[[ Data records open ]]

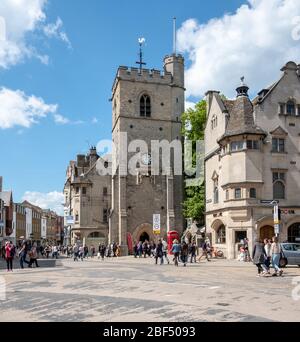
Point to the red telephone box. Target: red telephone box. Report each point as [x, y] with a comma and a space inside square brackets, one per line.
[172, 235]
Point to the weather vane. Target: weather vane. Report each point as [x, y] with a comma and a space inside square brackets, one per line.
[141, 63]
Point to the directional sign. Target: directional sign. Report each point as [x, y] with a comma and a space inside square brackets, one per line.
[156, 224]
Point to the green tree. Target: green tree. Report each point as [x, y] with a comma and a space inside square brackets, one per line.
[193, 126]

[[ Data records closed ]]

Problem statement: The output is the records exactly as they read, with no pictures in it.

Answer for the task:
Point to the red telephone box. Target: red telephone box. Report each point as [x, y] with a comma and a space inside square brackets, one per line.
[172, 235]
Point to the weather vane. Target: weather vane. Report each point as [x, y] with a comma and a space inside square brackets, one per line.
[141, 63]
Point to the directional sign. Target: directional sign. Report each point as [x, y] with a comma and a space inside square brackets, one per line.
[156, 224]
Point to the green tree. Target: green tree. Report each point as [x, y] with a comma and a space inside square brackets, one per line.
[193, 126]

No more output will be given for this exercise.